_Page text:_
┄┄┄┄┄┄┄┄┄┄
Avoid copy & paste (or modularizing your code)

I understand better than anybody that when you sit down to write code the first thing you have to do is just make it work. While you're doing that, copy and paste all you want! Until you have something that works, there's nothing worth using in the future anyway. As an example we'll take some secchi depth data from a two lakes near Halifax, Nova Scotia and plot it.

sddata <- read.delim("secchi_depth_data.txt")

# get first lake data
firstlakedata <- sddata[sddata$lake=="First Lake",]

# get second lake data
secondlakedata <- sddata[sddata$lake=="Second Lake",]

# plot first lake data
plot(firstlakedata$date, firstlakedata$sd, pch=18, xlab="Date", 
     ylab="Secchi Depth")
title("First Lake Secchi Depth")

# plot second lake data
plot(secondlakedata$date, secondlakedata$sd, pch=18, xlab="Date", 
     ylab="Secchi Depth")
title("Second Lake Secchi Depth")

You'll notice that in plotting the data for both lakes, the code to plot the first lake is the same as the code to plot the second (only the name of the lake is different). This bad for a few reasons: every time I change the code to plot the data for one lake I have to make a nearly identical change in some other line of code. Not only is this time consuming (imagine if you had 30 lakes), it's a great way to introduce errors into your project. The reason you can tell immediately that this was a bad move: I had to copy and paste my code, then change it slightly. Any time you run into this problem, make a function.

sddata <- read.delim("secchi_depth_data.txt")

# define function to plot data
plot_secchi_depths <- function(lakename) {
  lakedata <- sddata[sddata$lake==lakename,]
  plot(lakedata$date, lakedata$sd, pch=18, xlab="Date", 
       ylab="Secchi Depth")
  title(paste(lakename, "Secchi Depth"))
}

# call function with both lake names
plot_secchi_depths("First Lake")
plot_secchi_depths("Second Lake")
┄┄┄┄┄┄┄┄┄┄
_Supplied material:_

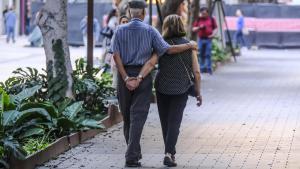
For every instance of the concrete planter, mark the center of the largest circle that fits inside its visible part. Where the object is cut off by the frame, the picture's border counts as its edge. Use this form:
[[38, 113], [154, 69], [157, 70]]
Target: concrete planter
[[65, 143], [59, 146]]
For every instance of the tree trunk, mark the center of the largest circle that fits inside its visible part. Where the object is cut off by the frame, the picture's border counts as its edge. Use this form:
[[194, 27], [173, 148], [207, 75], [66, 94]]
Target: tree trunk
[[194, 8], [52, 21]]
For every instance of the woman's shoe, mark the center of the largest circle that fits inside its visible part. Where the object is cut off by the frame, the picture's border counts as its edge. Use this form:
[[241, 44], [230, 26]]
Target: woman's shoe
[[133, 164], [169, 160]]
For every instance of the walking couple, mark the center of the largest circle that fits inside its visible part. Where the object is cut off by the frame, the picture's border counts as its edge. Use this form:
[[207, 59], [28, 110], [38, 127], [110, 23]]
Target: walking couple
[[137, 47]]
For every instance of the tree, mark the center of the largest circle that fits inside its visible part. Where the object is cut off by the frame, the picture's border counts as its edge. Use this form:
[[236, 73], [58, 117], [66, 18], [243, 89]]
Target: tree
[[52, 21]]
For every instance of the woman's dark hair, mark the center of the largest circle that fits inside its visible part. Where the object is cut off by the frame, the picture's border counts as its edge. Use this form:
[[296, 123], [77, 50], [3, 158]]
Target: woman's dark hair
[[111, 14], [173, 27], [122, 17], [204, 9]]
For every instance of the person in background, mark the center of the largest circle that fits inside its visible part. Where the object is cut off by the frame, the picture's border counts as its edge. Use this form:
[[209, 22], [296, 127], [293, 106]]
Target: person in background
[[83, 28], [35, 37], [10, 19], [240, 25], [123, 20], [111, 25], [172, 84], [206, 27]]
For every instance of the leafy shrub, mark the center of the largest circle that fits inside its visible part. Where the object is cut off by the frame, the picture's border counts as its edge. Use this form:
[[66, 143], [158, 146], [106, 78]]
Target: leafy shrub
[[26, 78], [92, 90]]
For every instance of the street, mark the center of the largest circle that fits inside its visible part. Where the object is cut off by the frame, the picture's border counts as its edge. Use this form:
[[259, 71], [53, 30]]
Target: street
[[249, 119], [17, 55]]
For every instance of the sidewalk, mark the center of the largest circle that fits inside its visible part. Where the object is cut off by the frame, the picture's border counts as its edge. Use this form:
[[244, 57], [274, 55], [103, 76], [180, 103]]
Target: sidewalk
[[249, 119]]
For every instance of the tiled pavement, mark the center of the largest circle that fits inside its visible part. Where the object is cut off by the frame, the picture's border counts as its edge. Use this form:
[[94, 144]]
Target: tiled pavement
[[249, 119]]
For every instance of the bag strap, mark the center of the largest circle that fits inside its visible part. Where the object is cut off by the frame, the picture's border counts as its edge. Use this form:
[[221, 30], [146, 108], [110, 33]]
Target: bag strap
[[187, 72]]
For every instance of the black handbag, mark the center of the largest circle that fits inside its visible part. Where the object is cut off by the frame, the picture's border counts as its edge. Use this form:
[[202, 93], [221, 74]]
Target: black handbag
[[191, 91], [107, 32]]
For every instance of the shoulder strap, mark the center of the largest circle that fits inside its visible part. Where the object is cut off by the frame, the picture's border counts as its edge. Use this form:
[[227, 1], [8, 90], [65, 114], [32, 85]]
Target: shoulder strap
[[186, 70]]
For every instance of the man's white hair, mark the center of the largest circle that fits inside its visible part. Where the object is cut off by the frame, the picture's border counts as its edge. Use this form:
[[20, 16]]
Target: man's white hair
[[136, 12]]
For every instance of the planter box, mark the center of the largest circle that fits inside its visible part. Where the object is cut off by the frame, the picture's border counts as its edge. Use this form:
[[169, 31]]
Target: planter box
[[53, 150], [74, 139], [114, 117], [65, 143]]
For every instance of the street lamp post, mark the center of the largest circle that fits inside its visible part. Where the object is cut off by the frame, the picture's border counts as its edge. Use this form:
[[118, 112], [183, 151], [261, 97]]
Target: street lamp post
[[90, 36]]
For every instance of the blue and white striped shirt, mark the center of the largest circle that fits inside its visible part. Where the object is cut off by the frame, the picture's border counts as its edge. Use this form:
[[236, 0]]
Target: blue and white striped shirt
[[136, 41]]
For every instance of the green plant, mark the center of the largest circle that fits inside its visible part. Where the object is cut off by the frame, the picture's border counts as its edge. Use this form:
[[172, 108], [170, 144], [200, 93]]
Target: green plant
[[92, 91], [23, 119], [26, 78], [33, 145], [218, 54]]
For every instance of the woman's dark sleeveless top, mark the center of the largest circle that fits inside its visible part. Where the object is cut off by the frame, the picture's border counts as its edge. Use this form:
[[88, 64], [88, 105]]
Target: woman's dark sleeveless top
[[172, 77]]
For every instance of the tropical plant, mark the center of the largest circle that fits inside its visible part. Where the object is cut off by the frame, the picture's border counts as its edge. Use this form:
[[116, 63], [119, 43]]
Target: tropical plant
[[92, 90], [23, 119], [32, 145], [26, 78]]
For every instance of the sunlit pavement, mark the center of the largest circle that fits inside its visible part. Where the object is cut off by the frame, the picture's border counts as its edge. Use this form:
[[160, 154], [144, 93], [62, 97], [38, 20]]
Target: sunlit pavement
[[13, 56]]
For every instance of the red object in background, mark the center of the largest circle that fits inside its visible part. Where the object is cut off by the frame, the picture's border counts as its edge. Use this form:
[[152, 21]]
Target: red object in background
[[267, 24]]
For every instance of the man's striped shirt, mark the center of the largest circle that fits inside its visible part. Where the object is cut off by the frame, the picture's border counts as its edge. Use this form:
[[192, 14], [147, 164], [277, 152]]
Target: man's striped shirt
[[136, 41]]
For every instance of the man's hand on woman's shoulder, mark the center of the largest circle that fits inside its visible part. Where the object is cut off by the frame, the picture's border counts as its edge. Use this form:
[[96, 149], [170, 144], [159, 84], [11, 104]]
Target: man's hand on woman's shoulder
[[194, 45]]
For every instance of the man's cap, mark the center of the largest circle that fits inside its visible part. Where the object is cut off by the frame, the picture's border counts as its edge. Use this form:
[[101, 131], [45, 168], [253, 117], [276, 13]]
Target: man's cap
[[140, 4]]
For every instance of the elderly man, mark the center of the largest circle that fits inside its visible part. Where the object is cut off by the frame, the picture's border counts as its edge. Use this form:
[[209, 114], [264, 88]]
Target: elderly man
[[133, 45]]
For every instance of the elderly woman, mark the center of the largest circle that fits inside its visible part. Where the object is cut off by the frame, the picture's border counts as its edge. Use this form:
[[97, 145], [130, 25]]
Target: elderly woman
[[178, 74]]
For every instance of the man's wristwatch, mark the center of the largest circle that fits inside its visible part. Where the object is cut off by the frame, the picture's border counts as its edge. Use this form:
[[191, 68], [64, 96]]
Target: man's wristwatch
[[126, 78], [140, 77]]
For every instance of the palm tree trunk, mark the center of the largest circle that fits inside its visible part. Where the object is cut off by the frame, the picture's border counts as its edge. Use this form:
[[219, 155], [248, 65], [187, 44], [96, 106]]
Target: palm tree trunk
[[52, 21]]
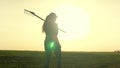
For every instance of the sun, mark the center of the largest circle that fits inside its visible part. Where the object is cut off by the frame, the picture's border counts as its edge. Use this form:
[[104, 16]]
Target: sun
[[74, 20]]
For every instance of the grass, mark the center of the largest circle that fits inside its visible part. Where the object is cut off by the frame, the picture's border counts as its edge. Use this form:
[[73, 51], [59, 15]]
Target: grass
[[35, 59]]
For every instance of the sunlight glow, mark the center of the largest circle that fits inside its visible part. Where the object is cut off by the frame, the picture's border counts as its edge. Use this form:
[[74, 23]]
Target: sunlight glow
[[74, 20]]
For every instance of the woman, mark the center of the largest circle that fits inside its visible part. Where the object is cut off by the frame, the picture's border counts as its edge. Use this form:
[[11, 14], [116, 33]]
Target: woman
[[51, 42]]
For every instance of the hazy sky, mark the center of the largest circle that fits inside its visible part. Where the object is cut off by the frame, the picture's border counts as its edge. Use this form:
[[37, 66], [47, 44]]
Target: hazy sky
[[19, 31]]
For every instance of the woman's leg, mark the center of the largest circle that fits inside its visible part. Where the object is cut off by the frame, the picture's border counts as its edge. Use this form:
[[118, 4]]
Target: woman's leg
[[59, 57], [48, 53]]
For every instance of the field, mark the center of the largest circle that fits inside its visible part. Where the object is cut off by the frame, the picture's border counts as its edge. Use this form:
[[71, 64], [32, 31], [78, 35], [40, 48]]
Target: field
[[35, 59]]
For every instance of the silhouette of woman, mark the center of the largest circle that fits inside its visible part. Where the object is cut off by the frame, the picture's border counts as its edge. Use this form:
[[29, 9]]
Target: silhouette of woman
[[51, 42]]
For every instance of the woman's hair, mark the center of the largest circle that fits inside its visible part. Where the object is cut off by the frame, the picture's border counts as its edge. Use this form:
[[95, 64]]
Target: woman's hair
[[49, 19]]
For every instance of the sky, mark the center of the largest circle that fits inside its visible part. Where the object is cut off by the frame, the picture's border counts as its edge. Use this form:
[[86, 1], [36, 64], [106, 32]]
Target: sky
[[97, 24]]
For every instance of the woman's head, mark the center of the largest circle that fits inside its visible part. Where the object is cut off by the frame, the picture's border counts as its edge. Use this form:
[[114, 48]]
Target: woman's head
[[51, 17]]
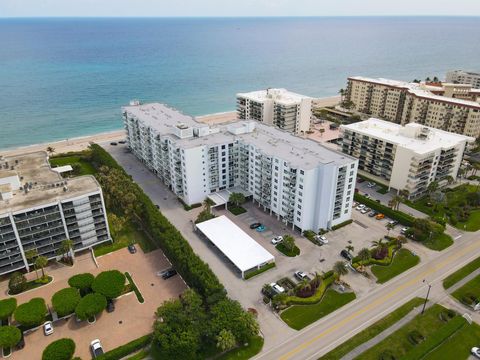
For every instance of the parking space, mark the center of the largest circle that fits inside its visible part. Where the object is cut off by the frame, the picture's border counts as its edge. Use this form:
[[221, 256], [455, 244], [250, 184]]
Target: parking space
[[130, 319]]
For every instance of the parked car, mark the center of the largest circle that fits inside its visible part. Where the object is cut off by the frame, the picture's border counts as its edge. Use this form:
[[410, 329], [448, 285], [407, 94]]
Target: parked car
[[277, 288], [48, 328], [96, 348], [300, 275], [345, 254], [110, 306], [277, 240], [167, 274]]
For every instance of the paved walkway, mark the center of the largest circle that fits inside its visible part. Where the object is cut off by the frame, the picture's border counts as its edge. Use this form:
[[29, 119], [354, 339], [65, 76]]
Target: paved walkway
[[384, 334]]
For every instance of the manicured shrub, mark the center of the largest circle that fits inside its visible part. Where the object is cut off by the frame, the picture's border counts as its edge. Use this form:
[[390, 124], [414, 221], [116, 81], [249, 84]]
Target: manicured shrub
[[90, 305], [82, 282], [32, 313], [65, 301], [62, 349], [7, 307], [109, 283], [9, 336]]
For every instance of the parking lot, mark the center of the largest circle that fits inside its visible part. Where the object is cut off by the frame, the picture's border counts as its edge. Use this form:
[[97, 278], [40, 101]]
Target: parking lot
[[129, 321]]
┄┄┄┄┄┄┄┄┄┄
_Stated task:_ Please pick up the article on avoiding copy and paste after its final line of code and continue writing it. The rows have nothing to do with the article on avoiding copy and paste.

_Result below:_
With two lakes it doesn't make much of a difference, but it saves a whole lot of work the more times you have to copy and paste something. What if you wanted to change the title of each plot? It's a simple example, but you can see how we're working towards code that can easily be reused as opposed to code specific to your project.

Taking it a step further, we can parameterize the function, so we can customize each call we make to the function.

sddata <- read.delim("secchi_depth_data.txt")

# define function to plot data
plot_secchi_depths <- function(lakename, pch=18, col="black") {
  lakedata <- sddata[sddata$lake==lakename,]
  plot(lakedata$date, lakedata$sd, pch=pch, col=col, xlab="Date", 
       ylab="Secchi Depth")
  title(paste(lakename, "Secchi Depth"))
}

# call function with both lake names
plot_secchi_depths("First Lake", col="green")
plot_secchi_depths("Second Lake", col="red")

If we wanted to make the function completely self-contained, we could also pass our original data.frame as an argument, so that not only could we use the function in this script, but we could use the function in any script that had a sd column and a date column.

sddata <- read.delim("secchi_depth_data.txt")

# define function to plot data
plot_secchi_depths <- function(alldata, lakename, pch=18, col="black") {
  lakedata <- alldata[alldata$lake==lakename,]
  plot(lakedata$date, lakedata$sd, pch=pch, col=col, xlab="Date", 
       ylab="Secchi Depth")
  title(paste(lakename, "Secchi Depth"))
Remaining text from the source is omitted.